→ REQUIRED WORK
Leaving out every picture, quote the data below exactly as it appears.

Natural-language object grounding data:
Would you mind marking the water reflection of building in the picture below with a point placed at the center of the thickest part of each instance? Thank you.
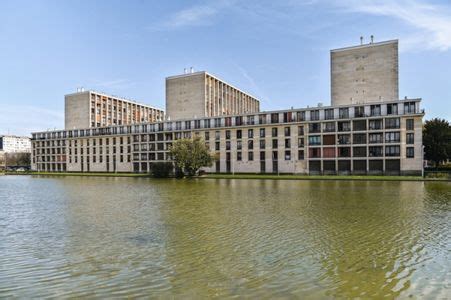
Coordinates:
(367, 130)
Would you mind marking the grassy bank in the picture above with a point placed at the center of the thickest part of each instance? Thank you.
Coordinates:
(246, 176)
(80, 174)
(321, 177)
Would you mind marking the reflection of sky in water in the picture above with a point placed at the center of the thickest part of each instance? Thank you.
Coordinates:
(201, 238)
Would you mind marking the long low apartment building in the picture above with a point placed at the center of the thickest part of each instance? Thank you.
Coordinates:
(375, 138)
(85, 109)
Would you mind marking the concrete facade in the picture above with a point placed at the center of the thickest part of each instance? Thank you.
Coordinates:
(365, 73)
(15, 144)
(92, 109)
(321, 140)
(200, 94)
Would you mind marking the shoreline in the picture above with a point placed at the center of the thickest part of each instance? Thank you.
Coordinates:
(246, 176)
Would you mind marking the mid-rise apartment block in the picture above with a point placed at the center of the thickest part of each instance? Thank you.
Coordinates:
(93, 109)
(376, 135)
(365, 73)
(200, 94)
(15, 144)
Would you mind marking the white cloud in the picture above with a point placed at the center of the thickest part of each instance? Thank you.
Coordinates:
(31, 119)
(432, 22)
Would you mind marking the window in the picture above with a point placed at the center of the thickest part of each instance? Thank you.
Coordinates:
(287, 131)
(359, 125)
(314, 115)
(250, 156)
(288, 117)
(300, 116)
(287, 143)
(301, 130)
(344, 139)
(359, 151)
(392, 137)
(392, 123)
(409, 138)
(359, 138)
(300, 154)
(375, 124)
(359, 111)
(314, 127)
(314, 140)
(375, 151)
(392, 109)
(409, 124)
(343, 113)
(300, 142)
(409, 108)
(344, 126)
(375, 138)
(375, 110)
(329, 127)
(288, 155)
(329, 114)
(315, 152)
(391, 150)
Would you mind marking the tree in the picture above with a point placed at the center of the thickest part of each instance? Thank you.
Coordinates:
(437, 140)
(162, 169)
(190, 155)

→ OUTPUT BELOW
Would you mind marking the water reflection of building in the picture below with a point placed at the center of the thickest part of each instance? Thank you.
Coordinates:
(367, 130)
Would you mind marking the grassy bank in the picture above with a point placed at the center of the thickest part of each instance? Thank you.
Coordinates:
(246, 176)
(80, 174)
(321, 177)
Would you mind marking the reflection of sky in water in the picture above with a point placed at the center of the thickest part of each instance? Thank you.
Coordinates:
(201, 238)
Would you mind marking the long low apartment building in the picture above with a point placed at the center of the thickest part of each instance? Thank you.
Coordinates:
(375, 138)
(85, 109)
Would you mind marking the concrete facade in the picture above with a point placed at the center of the thickest part of each instance? Thank you.
Coordinates:
(365, 73)
(15, 144)
(92, 109)
(321, 140)
(200, 94)
Would you mind marking the shoreline in the picture above with a point placed at the center of the thickest part of each instance? Thank you.
Coordinates:
(246, 176)
Would you mind marking the mid-rise apartment block in the picture above with a point placed at the center of the thickest part of each instance? Thank you.
Coordinates:
(93, 109)
(376, 135)
(365, 73)
(200, 94)
(15, 144)
Would you mind marking the white cloud in the picture above with a point placed at the center of the thickest part of each instance? Thank you.
Coordinates:
(31, 119)
(432, 22)
Would you mind marking the window in the picture above with a point placed at the center of the thickest part of each instance? Thank you.
Coordinates:
(287, 131)
(359, 125)
(314, 115)
(250, 156)
(288, 117)
(300, 116)
(287, 143)
(301, 130)
(344, 139)
(359, 151)
(392, 137)
(392, 123)
(409, 138)
(359, 138)
(300, 154)
(375, 124)
(359, 111)
(314, 127)
(314, 140)
(375, 151)
(392, 109)
(409, 124)
(343, 113)
(300, 142)
(409, 108)
(344, 126)
(375, 138)
(375, 110)
(329, 127)
(288, 155)
(329, 114)
(315, 152)
(391, 150)
Would you mind marking the tree in the picture above with a point placed at the center of the thickest part of each instance? Thank you.
Coordinates:
(437, 140)
(162, 169)
(190, 155)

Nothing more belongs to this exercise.